**What to produce**
I'd like the data beneath this line reproduced exactly, without any of its images.

Dataset entries
○ ○ ○

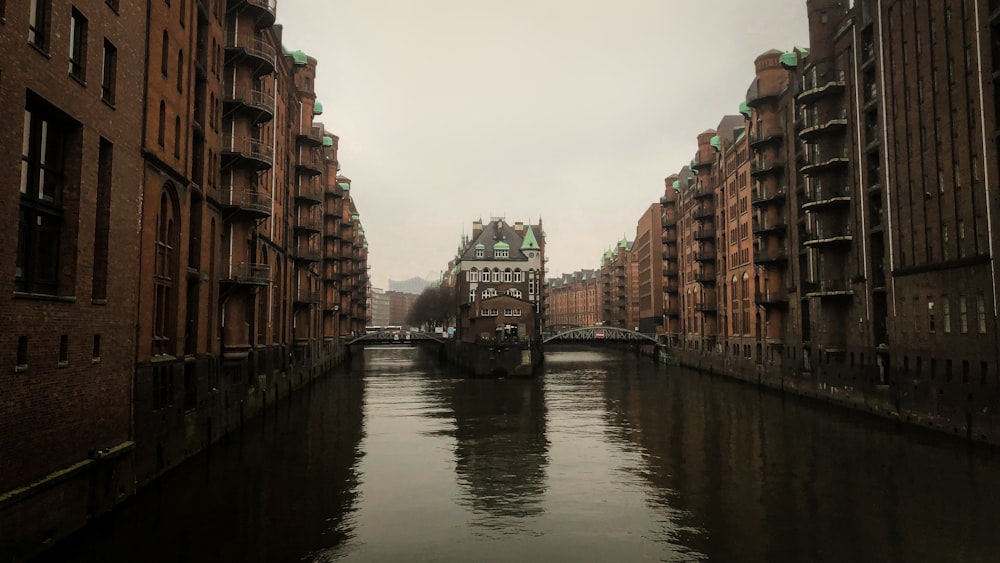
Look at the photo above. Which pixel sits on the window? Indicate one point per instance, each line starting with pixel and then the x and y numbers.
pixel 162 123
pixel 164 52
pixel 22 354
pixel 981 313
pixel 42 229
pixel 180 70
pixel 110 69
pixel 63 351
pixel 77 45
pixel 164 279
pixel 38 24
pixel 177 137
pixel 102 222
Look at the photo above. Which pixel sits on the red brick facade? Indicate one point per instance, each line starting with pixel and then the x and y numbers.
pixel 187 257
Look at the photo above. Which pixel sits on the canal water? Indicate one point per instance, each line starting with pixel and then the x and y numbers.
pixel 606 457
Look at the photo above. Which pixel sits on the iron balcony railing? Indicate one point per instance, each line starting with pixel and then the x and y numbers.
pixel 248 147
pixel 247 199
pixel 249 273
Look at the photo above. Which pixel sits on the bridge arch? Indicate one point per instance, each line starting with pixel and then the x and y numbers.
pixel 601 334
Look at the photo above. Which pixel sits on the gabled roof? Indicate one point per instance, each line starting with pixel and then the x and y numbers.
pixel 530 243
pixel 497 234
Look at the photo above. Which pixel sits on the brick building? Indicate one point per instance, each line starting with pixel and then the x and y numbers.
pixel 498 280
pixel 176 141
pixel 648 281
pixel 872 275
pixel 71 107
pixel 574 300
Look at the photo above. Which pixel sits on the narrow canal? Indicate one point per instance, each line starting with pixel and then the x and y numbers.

○ ○ ○

**Output**
Look at the photo above. Which pixel sits on the window? Indicate one point per instance, each line starting with pixel and then the x and y numbers.
pixel 162 123
pixel 164 52
pixel 22 354
pixel 981 313
pixel 42 229
pixel 180 70
pixel 110 69
pixel 63 351
pixel 77 45
pixel 164 279
pixel 38 24
pixel 177 137
pixel 102 222
Look at the photo above. Which pixel sits on the red brick facade? Indicate one point per instance, each line starting with pixel and then the x and y numbers.
pixel 187 257
Look at the photo above. Which pixel sits on the canal water? Indicate one point per instance, each line starting with pixel and then the x and y numbers.
pixel 606 457
Look at the photo above. Which pixel sits on the iron balcony railing? Indicate one point per instance, each line starting with pixel and then the x and y numbers.
pixel 248 147
pixel 247 199
pixel 249 273
Look at the photo above. Which pixel sits on the bridge arch? Indicate one point per instance, each line starting with pixel and then the x and y numbers.
pixel 601 334
Look at the photo above. Which pixel sits on the gabled roof? Indicate one point per instance, each line starting with pixel and then the x and y numbers.
pixel 530 243
pixel 497 234
Look at the photo above. Which pixel sits on the brick building? Indicate one point per instance, each line starting with pixel and then the x and y numbers.
pixel 498 280
pixel 176 141
pixel 648 281
pixel 872 275
pixel 71 107
pixel 574 300
Look at the photo above. Which pixel sits on the narrow canal? Indicate one point per instance, each line starting with pixel and then the x and y numbers.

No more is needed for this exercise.